*** BERITA ***

Menu
Pusat Berita dan Informasi Kota Medan, Sumatera Utara, Aceh dan Nasional

Butuh 50 Tahun Bagi RI-Singapura Sepakati Perjanjian Ekstradisi

  • Bagikan

JAKARTA (Waspada) : Indonesia akhirnya memiliki perjanjian ekstradisi dengan Singapura setelah masa-masa lobi selama 50 tahun.

Indonesia dan Singapura sepakat menandatangani perjanjian ekstradisi pada Selasa (25/1). Kesepakatan ini dihadiri langsung oleh Presiden RI Joko Widodo dan Perdana Menteri Singapura Lee Hsien Loong dalam pertemuan di Bintan, Kepulauan Riau, hari ini.

Jokowi dan Lee Hsien secara seksama memantau langsung pertukaran dokumen yang ditandatangani oleh perwakilan kedua negara pada Selasa (25/1) siang WIB.

“Saya Menyambut baik tercapainya sejumlah kesepakatan antar kedua negara, exchange of letter antara Menkomaritim RI dan Investasi dan Menteri Koordinasi untuk Keamanan Nasional Singapura. Kemudian perjanjian ekstradisi, kemudian persetujuan Flight Information Region (FIR), dan pernyataan bersama menteri kedua negara tentang komitmen untuk melakukan komitmen memberlakukan perjanjian kerja sama pertahanan keamanan,” ujar Jokowi dalam keterangan pers di Pulau Bintan, Selasa (25/1).

*** DATA ***

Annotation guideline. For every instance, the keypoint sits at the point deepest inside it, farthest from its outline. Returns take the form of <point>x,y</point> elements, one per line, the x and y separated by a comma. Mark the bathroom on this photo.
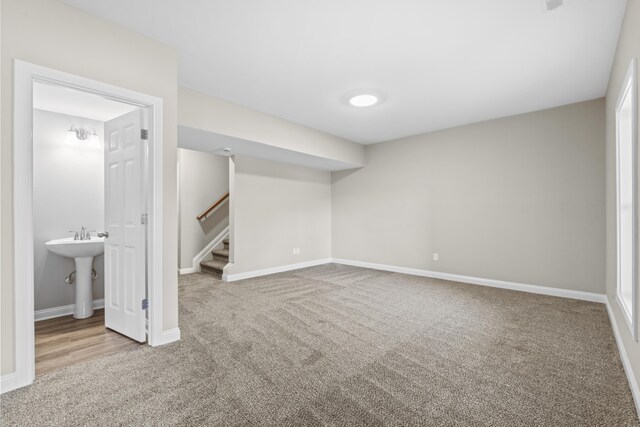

***

KETENTUAN LATIHAN:
A. Salin bagian berita di atas dari "Indonesia dan Singapura" sampai "(25/1) siang WIB.".
B. Sebutkan semua kesepakatan antara kedua negara yang disambut baik oleh Jokowi dalam kutipan keterangan persnya pada berita di atas.

JAWABAN:
A.
Indonesia dan Singapura sepakat menandatangani perjanjian ekstradisi pada Selasa (25/1). Kesepakatan ini dihadiri langsung oleh Presiden RI Joko Widodo dan Perdana Menteri Singapura Lee Hsien Loong dalam pertemuan di Bintan, Kepulauan Riau, hari ini.

Jokowi dan Lee Hsien secara seksama memantau langsung pertukaran dokumen yang ditandatangani oleh perwakilan kedua negara pada Selasa (25/1) siang WIB.

B.
- Exchange of letter antara Menkomaritim RI dan Investasi dan Menteri Koordinasi untuk Keamanan Nasional Singapura
- Perjanjian ekstradisi
- Persetujuan Flight Information Region (FIR)
- Pernyataan bersama menteri kedua negara tentang komitmen memberlakukan perjanjian kerja sama pertahanan keamanan